Monday, January 24, 2011

Teachable Moments

I just listened to (and read) the conversation regarding teachable moments http://edtechtalk.com/node/4899.
The irony of the first half of the talk was that it was an actual "moment" about which they were attempting to discuss--they couldn't get the audio to work and then it was in and out--was fun to listen to :)

 This has always been a topic that grabs me. I'm always afraid I'm going to miss out on such moments with my own children. I taught 6th grade in the nineties, and had a student share that her dad was in the service and had to leave for an assignment.  The questions started flying--"why does he have to leave?" "why do people fight?" "if they don't want to fight and we don't want to fight--what's the point? Can't they just talk it out?" And I felt overwhelmed--I could have grabbed that "moment" and really gone with it--but I was so scared I would say the wrong thing. One of the women in the recording mentioned that some of her best "teachable moments" were when she didn't have a clue about the answer, and they would research it. Of course hindsight is 20/20, but what a great moment I missed! I remember being in HS when the challenger launched--then exploded. We were watching it live. We were all scared and upset and some of the teachers (I found out later) really went with it. They talked about the scientific side of it, the possibilities about what might have happened--some allowed their kids to come up with ideas about how to help support the families. One teacher just had a talk session about how it made them feel. My algebra teacher asked us to pass in our homework and prepare for our quiz. I remember my hand was shaking so badly that I could barely hold the pencil. I can't remember much else about that day, but that I knew the kids of the people on that ship weren't doing math. That anniversary is upcoming, and it still hits me hard. Other such topics were discussed such as 9/11 and Haiti...I haven't taught in so many years, but I can imagine it takes a sensitive and wise person to be able to grab such an issue and run with it.

» **Record extracts**
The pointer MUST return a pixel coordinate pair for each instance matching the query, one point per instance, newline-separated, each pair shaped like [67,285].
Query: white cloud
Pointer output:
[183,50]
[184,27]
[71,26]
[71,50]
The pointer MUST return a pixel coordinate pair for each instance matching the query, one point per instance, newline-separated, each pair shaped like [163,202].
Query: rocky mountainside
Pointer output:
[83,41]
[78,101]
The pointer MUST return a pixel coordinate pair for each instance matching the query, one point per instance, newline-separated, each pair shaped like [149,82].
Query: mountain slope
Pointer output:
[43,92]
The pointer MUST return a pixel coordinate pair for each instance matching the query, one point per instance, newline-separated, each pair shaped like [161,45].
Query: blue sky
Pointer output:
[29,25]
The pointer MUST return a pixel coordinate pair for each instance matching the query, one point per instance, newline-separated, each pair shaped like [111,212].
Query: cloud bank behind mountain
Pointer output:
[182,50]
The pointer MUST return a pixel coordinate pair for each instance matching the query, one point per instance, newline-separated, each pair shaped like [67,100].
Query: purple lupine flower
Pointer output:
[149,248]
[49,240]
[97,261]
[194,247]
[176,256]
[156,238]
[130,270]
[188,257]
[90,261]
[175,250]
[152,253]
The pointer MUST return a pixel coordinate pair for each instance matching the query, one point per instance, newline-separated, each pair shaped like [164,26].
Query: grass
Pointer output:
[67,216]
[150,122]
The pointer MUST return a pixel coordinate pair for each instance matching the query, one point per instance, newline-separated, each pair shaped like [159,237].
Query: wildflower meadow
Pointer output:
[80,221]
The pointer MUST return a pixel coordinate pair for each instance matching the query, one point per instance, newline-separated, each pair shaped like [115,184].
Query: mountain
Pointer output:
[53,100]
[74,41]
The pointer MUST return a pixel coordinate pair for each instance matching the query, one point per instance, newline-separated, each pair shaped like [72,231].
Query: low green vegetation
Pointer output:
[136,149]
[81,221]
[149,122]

» **Your goal**
Answer these questions from the blog post on teachable moments:
(a) What grade did the writer teach in the nineties?
(b) What technical problem came up during the first half of the talk the writer listened to?
(c) After the Challenger exploded, what did the writer's algebra teacher ask the class to do?

» **The answer**
(a) Sixth grade.
(b) The audio would not work, and then it cut in and out.
(c) Pass in their homework and prepare for their quiz.